Code Monkey home page Code Monkey logo

online-realtime-action-recognition-based-on-openpose's Introduction

Online-Realtime-Action-Recognition-based-on-OpenPose

A skeleton-based real-time online action recognition project, classifying and recognizing base on framewise joints, which can be used for safety monitoring.. (The code comments are partly descibed in chinese)


Introduction

The pipline of this work is:

  • Realtime pose estimation by OpenPose;
  • Online human tracking for multi-people scenario by DeepSort algorithm;
  • Action recognition with DNN for each person based on single framewise joints detected from Openpose.

Dependencies

  • python >= 3.5
  • Opencv >= 3.4.1
  • sklearn
  • tensorflow & keras
  • numpy & scipy
  • pathlib

Required Installation

  • NVIDIA graphic card driver
  • CUDA toolkit (need to match the version of the driver)
  • CUDNN (need to match the version of the CUDA)
  • $ pip3 install tensorflow-gpu
  • $ git clone https://github.com/zonghan0904/Online-Realtime-Action-Recognition-based-on-OpenPose.git
  • Follow the installation instructions on README

Usage

  • Download the openpose VGG tf-model with command line ./download.sh(/Pose/graph_models/VGG_origin) or fork here, and place it under the corresponding folder; VGG_origin: training with the VGG net, as same as the CMU providing caffemodel, more accurate but slower, mobilenet_thin: training with the Mobilenet, much smaller than the origin VGG, faster but less accurate. However, Please attention that the Action Dataset in this repo is collected along with the VGG model running.

For WebCam

  • python save_video.py, it will start the webcam and save the video.
  • python collect_data.py, it will start the webcam and generate the joints data (training data) per frame as a txt file. (you can choose to test video with command python collect_data.py --video=test.mp4)
  • python test_webcam.py, it will start the webcam and classify actions. (you can choose to test video with command python test_webcam.py --video=test.mp4)

For AE450

  • python test_AE450.py, it will start AE450 and classify actions.

• Exercise requirements:
Answer these questions from the project description:
1. Which algorithm performs online human tracking in multi-person scenes?
2. What is the minimum required OpenCV version?
3. Which command starts the webcam and classifies actions?
These entries come from a separate source.

• Annotated coordinate records:
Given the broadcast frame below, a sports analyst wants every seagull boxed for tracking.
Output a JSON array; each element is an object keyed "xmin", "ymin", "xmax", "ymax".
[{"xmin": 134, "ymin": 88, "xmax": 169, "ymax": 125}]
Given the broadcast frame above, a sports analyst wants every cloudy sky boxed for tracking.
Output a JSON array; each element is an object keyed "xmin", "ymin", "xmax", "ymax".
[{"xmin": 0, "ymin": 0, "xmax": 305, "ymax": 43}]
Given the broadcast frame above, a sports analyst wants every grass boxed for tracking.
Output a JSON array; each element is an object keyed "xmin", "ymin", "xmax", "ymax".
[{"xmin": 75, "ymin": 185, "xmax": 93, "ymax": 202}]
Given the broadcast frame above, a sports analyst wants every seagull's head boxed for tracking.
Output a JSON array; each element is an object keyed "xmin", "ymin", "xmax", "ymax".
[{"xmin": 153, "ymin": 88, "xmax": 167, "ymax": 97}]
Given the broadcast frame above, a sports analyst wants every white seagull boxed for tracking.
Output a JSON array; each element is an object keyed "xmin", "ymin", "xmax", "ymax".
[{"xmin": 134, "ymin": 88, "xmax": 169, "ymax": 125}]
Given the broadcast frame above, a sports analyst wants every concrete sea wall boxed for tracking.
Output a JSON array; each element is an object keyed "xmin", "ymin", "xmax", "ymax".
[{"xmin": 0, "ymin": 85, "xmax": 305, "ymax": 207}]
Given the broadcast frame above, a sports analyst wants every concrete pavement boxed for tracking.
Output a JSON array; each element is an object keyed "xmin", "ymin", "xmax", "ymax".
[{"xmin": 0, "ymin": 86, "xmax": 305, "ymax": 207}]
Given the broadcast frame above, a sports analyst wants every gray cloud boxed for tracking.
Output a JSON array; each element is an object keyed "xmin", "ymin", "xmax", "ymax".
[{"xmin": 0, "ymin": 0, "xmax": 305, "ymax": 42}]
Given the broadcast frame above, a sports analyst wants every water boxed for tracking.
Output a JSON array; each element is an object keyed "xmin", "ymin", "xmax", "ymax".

• Output for this task:
1. DeepSort
2. 3.4.1
3. python test_webcam.py